# Start of Page excerpt

In case you hadn’t heard, the old Sydney University rag Honi Soit last week published its annual Gay and Lesbian issue, and was given the title “Queer”. Now not to sound like a sociocultural dinosaur, but just when did this term transform from a pejorative remark into an expression of power? Is there some dreadful irony that I am missing here? While we’re on it, the same goes for dyke. When exactly was the tipping point at which this primitive insult turned into a term of endearment? Nevertheless, I marvel at the ability of the gay community to turn these affronts to their sexuality into part of their nomenclature.
But really, all that’s beside the point. The thing I have the most trouble understanding is why exactly they choose to run a “Queer” edition in the first place. Whilst I support the concept of giving the gay student population a voice, I just don’t feel the execution is top notch. Here are the facts:
- Percentage of people at university who are gay/bisexual: The Queer Society would have you believe that everyone in the world has an unconscious, Freudian urge for homosexuality. But realistically, the number is more likely around the 20% mark.
- Percentage of people at university who read Honi: 10% (and that’s being generous)
- Hypothetical percentage of people whom this issue will appeal to: 2%
2%! That’s one out of every fifty students will see this issue and pick it up. If only 2% of the student population is actually reading it, that has to count as an undeniable failure to inform, especially considering Honi has basically a monopoly on the university newspaper market (sorry, The Bull). So here’s my proposal:
Have a section of Honi Soit devoted to gay and lesbian affairs (not ones of the sexual kind either).

# End of Page excerpt
# Start of Source excerpt

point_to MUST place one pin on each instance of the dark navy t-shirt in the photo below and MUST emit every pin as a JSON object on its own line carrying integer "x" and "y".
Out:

# End of Source excerpt

Reproduce the part of the Honi Soit piece starting with "But really, all" and going on through "that’s being generous)".

But really, all that’s beside the point. The thing I have the most trouble understanding is why exactly they choose to run a “Queer” edition in the first place. Whilst I support the concept of giving the gay student population a voice, I just don’t feel the execution is top notch. Here are the facts:
- Percentage of people at university who are gay/bisexual: The Queer Society would have you believe that everyone in the world has an unconscious, Freudian urge for homosexuality. But realistically, the number is more likely around the 20% mark.
- Percentage of people at university who read Honi: 10% (and that’s being generous)